Set problem: Print exactly the lines from the one containing "like [252, 237]." through the last line of the listing, both included.

## begin Materials provided

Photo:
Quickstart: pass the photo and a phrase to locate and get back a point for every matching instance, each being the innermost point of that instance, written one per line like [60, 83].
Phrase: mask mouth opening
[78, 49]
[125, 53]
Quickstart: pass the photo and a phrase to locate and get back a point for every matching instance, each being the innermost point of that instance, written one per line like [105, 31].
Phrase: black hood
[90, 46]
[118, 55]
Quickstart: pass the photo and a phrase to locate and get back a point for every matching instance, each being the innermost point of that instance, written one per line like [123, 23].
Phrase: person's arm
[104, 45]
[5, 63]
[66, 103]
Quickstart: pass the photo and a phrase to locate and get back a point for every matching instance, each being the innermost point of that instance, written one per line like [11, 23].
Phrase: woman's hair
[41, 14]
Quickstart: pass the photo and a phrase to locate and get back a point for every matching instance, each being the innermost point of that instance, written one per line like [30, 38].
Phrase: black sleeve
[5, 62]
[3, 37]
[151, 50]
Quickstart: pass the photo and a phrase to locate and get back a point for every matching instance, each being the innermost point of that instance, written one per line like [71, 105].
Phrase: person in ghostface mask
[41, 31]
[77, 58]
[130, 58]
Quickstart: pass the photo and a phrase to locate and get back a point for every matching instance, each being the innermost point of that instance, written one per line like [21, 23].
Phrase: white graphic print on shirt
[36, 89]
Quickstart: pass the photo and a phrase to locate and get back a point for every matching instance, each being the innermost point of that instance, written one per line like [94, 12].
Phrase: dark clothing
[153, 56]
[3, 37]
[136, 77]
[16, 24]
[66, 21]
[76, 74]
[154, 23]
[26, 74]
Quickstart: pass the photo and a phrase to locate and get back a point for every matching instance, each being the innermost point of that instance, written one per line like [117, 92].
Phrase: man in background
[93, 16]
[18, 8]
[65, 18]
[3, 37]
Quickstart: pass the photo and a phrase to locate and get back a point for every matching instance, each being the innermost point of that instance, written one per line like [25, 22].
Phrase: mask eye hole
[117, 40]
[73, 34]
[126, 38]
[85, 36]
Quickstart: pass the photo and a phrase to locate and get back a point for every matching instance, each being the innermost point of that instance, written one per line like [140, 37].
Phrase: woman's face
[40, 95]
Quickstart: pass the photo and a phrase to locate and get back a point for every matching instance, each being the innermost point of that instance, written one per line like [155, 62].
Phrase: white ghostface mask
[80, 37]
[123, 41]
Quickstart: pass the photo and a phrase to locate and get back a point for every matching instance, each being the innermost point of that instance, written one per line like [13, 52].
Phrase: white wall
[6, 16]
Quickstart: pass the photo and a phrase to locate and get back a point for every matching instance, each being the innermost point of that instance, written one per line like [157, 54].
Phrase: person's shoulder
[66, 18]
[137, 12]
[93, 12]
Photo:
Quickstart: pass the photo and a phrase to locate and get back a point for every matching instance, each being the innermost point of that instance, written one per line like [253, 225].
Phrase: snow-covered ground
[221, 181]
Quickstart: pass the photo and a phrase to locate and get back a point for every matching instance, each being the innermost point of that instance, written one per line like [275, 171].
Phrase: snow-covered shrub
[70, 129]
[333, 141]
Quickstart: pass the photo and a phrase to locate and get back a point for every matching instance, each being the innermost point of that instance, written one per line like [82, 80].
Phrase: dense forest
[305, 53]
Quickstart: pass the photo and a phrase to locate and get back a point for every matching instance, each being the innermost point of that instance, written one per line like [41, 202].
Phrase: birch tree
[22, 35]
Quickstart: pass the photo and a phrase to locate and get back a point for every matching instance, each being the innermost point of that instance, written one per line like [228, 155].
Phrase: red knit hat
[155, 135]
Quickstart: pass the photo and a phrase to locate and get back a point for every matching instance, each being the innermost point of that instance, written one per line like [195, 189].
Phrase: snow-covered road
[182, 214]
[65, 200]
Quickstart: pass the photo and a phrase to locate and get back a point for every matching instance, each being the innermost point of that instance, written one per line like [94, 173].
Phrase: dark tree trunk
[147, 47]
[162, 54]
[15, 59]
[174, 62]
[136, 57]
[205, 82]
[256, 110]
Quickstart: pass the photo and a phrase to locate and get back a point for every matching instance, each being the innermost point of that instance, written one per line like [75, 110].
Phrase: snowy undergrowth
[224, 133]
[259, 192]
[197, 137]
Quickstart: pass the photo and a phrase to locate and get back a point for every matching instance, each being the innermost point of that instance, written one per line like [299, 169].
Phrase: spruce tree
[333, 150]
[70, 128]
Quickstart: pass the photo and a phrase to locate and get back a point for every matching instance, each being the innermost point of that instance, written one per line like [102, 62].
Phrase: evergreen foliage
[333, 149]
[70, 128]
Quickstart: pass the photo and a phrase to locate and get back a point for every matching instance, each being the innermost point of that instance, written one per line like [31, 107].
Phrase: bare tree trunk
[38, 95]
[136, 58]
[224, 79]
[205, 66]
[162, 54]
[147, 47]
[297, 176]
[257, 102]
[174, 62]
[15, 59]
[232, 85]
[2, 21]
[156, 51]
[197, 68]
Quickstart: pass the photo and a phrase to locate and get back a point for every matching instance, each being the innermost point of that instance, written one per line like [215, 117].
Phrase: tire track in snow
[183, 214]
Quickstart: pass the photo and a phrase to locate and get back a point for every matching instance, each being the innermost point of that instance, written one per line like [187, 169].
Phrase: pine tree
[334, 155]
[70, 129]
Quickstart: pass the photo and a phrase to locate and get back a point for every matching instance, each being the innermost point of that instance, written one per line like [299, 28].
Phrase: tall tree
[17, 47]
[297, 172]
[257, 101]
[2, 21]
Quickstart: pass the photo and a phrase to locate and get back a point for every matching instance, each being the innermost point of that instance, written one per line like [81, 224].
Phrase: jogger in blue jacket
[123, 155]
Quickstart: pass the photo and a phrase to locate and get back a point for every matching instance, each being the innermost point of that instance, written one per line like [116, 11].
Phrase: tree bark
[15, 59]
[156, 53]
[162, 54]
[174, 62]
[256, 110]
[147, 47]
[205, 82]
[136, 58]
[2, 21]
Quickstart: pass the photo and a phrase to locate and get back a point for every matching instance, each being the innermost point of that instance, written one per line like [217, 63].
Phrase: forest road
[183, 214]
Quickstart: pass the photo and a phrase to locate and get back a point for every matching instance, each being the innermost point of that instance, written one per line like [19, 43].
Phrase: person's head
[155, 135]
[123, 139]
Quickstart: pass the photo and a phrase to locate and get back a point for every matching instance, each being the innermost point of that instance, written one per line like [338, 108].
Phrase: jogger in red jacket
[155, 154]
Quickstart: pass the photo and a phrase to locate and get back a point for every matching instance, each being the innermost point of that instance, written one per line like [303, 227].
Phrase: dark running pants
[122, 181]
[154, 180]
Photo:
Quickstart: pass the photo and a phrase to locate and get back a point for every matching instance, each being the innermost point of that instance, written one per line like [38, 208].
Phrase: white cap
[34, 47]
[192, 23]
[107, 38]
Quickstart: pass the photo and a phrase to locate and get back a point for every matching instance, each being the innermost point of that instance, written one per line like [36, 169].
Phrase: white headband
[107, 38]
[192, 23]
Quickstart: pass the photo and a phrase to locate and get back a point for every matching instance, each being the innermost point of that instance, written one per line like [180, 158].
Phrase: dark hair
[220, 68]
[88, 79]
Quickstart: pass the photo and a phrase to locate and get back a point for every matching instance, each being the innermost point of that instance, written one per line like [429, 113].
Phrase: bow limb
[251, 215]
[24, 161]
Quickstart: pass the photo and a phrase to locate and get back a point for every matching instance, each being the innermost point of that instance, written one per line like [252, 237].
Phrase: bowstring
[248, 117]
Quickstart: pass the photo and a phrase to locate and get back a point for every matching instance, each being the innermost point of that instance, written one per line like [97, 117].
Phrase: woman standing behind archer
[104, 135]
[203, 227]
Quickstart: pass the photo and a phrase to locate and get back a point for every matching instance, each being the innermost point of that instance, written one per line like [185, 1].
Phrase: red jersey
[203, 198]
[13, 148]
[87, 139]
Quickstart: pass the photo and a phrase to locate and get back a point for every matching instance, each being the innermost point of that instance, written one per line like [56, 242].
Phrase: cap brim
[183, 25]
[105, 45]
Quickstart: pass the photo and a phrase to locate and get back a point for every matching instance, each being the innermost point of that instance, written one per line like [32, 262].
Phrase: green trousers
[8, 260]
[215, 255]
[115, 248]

## end Materials provided

Written solution:
Quickstart: pass the photo and a phrase to locate and get back a point for every matching instance, each being the innermost point of that instance, written one per line like [252, 237].
Phrase: bowstring
[248, 117]
Quickstart: pass the photo and a phrase to locate and get back a point for every matching instance, each being the innermost point of that instance, written one per line like [97, 117].
Phrase: woman standing behind archer
[104, 135]
[203, 227]
Quickstart: pass the photo and a phrase to locate and get back a point for every matching instance, each being the innermost point of that instance, written one per line like [185, 1].
Phrase: red jersey
[203, 198]
[13, 148]
[87, 139]
Quickstart: pass the photo and a phrase to locate and get back a point for every matching instance, each being the innermost point of that instance, written one per line like [56, 242].
Phrase: cap brim
[183, 25]
[105, 45]
Quickstart: pass the photo and a phrase to locate and get back a point for every matching instance, each being the innermost point of that instance, written one per line like [32, 262].
Phrase: green trousers
[8, 260]
[215, 255]
[115, 248]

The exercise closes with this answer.